▶ [Estratto]
I Mongoli conquistarono gran parte dell'Asia tra il XIII e il XIV secolo grazie alla velocità della loro cavalleria leggera e ai loro eccellenti arcieri. Un altro importante contributo alle loro imprese fu l'adozione di tattiche e tecnologie nemiche, che gli permise di sconfiggere potenze militari affermate come Cina, Persia e diversi stati dell'Europa orientale. Adattandosi a differenti sfide e contesti, i Mongoli diventarono abili sia negli assedi che nella guerra navale, due ambiti molto distanti dalle loro origini nomadi nella steppa asiatica. Inoltre, per vincere le battaglie addirittura prima che avessero luogo, impiegarono in egual misura diplomazia, spionaggio e metodi per infondere terrore ai loro avversari. Alla fine, riuscirono a fondare l'impero più esteso che il mondo avesse mai visto, e la loro crudeltà in combattimento gettò un'ombra di paura sulle popolazioni conquistate. I loro generali si guadagnarono soprannomi spaventosi come "segugi della guerra" e i loro soldati furono etichettati come i "cavalieri del demonio".
Uno Stato votato alla guerra
Una delle principali fonti di legittimazione per un capo tribale mongolo era la sua abilità militare e la capacità di ottenere bottino per i suoi seguaci. Sotto il comando di Genghis Khan, in carica dal 1206 al 1227 e fondatore dell'Impero mongolo (1206-1368), le sue genti si riorganizzarono con il preciso scopo di creare un apparato in grado di sostenere una guerra perpetua. Vennero create 98 unità tribali (il cui numero successivamente aumentò), le cosiddette minghan o "migliaia", ciascuna delle quali doveva fornire all'esercito 1.000 coscritti. Il khan aveva anche la sua guardia personale, la kesikten, formata da 10.000 soldati, che costituivano le truppe scelte dell'esercito permanente mongolo e che addestravano i comandanti delle altre divisioni. Una terza fonte di soldati erano i contingenti forniti dagli alleati e dai popoli conquistati, che nelle campagne in Cina e in Persia erano addirittura più numerosi degli stessi Mongoli. Successivamente, quando Kublai Khan (in carica dal 1260 al 1294) fondò la dinastia Yuan in Cina (1271-1368), gli eserciti mongoli erano composti interamente da soldati professionisti.

▶ [Requisiti del compito]
Rispondi alle seguenti domande sull'estratto sui Mongoli:
(a) Quali soprannomi ricevettero i generali mongoli e quali i loro soldati?
(b) Quante unità tribali vennero create sotto il comando di Genghis Khan?
(c) Da quanti soldati era formata la kesikten?

▶ [Voci]
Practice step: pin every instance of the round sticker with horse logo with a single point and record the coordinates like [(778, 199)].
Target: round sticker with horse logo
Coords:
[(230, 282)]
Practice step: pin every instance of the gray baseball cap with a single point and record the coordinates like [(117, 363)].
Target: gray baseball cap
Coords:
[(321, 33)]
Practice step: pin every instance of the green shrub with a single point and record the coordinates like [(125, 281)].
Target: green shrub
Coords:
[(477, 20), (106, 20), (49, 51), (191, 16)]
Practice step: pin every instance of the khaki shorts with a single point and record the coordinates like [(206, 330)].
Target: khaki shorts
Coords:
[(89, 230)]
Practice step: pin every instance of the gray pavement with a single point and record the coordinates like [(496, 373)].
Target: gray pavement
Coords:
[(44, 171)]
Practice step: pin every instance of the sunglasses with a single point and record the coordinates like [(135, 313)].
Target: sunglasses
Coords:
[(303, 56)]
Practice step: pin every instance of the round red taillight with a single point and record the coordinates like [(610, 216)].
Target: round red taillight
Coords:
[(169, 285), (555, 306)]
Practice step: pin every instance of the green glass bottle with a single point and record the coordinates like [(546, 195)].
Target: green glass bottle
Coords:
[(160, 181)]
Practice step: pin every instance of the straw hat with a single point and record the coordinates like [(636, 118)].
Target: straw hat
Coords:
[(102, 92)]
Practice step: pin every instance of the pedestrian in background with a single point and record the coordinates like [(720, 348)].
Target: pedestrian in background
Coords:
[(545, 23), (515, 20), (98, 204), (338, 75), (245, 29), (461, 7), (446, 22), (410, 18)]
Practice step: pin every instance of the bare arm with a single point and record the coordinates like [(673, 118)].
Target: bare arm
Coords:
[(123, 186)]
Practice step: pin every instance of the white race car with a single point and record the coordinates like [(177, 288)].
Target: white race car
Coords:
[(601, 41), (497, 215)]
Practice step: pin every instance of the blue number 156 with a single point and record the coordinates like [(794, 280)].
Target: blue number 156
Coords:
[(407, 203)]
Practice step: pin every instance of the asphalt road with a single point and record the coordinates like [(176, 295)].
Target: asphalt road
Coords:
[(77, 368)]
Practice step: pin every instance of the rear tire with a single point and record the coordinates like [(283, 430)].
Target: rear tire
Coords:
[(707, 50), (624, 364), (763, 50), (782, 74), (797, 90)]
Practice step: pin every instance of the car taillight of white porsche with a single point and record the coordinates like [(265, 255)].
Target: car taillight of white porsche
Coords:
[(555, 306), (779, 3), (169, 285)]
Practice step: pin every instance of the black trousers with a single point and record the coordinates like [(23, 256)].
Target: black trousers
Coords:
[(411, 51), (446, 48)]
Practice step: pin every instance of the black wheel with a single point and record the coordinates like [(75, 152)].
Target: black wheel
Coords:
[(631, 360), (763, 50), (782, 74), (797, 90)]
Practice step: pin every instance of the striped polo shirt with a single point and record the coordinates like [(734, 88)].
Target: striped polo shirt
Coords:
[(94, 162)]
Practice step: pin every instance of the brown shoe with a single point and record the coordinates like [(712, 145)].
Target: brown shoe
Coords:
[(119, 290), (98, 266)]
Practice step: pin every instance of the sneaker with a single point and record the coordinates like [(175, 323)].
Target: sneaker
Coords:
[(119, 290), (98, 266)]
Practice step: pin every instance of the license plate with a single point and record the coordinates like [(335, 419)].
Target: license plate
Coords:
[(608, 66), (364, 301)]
==
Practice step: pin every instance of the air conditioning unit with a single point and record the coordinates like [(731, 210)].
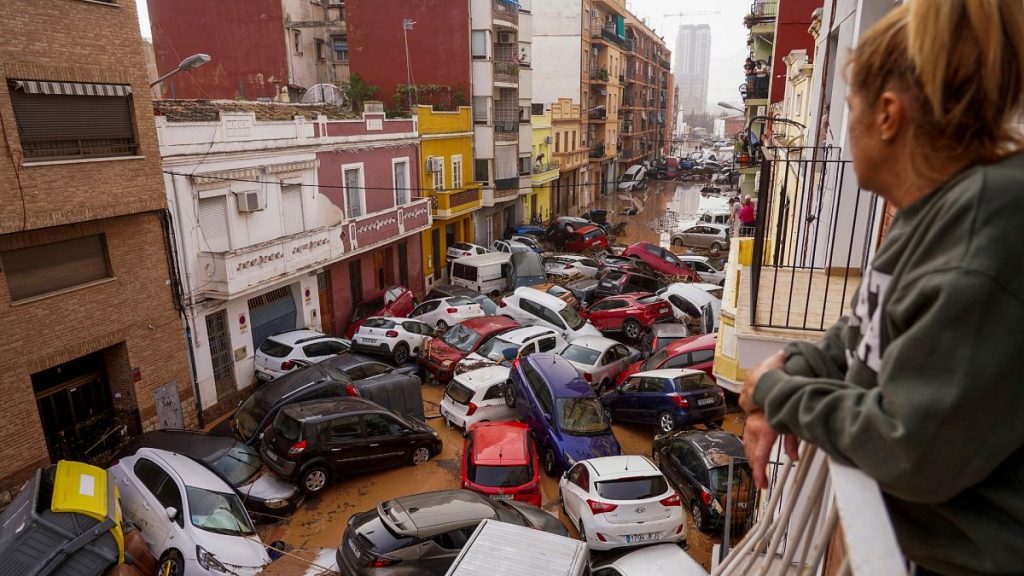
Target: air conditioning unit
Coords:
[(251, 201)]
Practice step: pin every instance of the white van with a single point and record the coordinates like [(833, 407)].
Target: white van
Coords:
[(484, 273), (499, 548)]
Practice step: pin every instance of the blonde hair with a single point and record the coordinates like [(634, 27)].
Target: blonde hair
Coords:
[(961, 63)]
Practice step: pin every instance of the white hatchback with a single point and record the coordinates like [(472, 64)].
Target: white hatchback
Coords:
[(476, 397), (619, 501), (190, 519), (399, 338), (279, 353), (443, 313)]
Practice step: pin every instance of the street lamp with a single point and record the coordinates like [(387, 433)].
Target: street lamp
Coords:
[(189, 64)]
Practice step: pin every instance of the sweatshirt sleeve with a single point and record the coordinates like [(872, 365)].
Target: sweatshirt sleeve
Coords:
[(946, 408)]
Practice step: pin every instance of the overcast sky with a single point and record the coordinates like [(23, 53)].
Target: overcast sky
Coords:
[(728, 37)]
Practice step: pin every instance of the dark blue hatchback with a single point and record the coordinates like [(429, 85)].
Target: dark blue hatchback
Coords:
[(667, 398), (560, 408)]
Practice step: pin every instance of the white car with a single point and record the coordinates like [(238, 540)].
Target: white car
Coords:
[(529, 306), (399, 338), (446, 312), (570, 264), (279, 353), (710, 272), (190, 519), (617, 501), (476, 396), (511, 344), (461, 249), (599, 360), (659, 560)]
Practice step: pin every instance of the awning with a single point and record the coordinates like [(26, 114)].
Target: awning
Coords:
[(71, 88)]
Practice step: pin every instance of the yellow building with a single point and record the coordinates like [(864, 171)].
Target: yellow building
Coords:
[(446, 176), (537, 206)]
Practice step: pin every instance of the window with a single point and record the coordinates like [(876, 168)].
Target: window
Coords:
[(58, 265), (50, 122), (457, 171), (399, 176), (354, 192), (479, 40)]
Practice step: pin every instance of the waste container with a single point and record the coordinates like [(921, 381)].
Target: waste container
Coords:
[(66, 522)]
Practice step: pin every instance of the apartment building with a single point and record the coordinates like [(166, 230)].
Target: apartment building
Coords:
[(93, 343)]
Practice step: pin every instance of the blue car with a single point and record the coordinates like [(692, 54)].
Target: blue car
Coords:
---
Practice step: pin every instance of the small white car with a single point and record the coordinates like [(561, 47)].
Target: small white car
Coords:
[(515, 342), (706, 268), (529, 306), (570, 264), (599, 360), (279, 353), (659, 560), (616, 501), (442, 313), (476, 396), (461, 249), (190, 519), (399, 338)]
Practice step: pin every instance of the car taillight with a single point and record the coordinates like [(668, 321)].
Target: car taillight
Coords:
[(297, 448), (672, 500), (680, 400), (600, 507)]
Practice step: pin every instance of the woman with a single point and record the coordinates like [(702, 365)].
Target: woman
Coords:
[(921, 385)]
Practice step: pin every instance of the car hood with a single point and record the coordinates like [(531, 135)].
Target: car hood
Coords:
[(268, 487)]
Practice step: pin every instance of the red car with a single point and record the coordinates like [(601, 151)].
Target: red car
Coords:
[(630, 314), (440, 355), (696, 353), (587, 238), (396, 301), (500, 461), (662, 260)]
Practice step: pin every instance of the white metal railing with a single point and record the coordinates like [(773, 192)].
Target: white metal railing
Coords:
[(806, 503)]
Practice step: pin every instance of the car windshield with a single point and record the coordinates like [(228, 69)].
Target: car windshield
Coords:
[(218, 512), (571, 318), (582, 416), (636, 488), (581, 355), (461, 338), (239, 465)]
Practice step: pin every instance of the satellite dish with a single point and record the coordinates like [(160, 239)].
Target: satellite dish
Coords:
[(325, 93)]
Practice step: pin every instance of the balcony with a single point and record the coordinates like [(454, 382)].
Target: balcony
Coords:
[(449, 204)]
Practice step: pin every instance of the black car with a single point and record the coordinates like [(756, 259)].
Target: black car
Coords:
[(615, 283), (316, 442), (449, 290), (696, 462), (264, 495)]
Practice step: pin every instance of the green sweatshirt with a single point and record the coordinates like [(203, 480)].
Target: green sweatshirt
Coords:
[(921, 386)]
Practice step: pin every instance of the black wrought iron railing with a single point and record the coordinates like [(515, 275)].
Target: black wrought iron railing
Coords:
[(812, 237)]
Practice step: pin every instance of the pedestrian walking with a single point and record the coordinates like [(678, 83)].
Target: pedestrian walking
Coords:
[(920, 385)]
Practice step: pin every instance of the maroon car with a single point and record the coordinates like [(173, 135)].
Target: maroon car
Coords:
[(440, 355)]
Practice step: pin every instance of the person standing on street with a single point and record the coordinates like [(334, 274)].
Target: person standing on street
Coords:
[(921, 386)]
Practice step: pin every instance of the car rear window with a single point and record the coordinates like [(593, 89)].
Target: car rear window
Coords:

▶ [Risposta scritta]
(a) I generali furono chiamati "segugi della guerra" e i soldati "cavalieri del demonio".
(b) Ne vennero create 98, il cui numero successivamente aumentò.
(c) Da 10.000 soldati.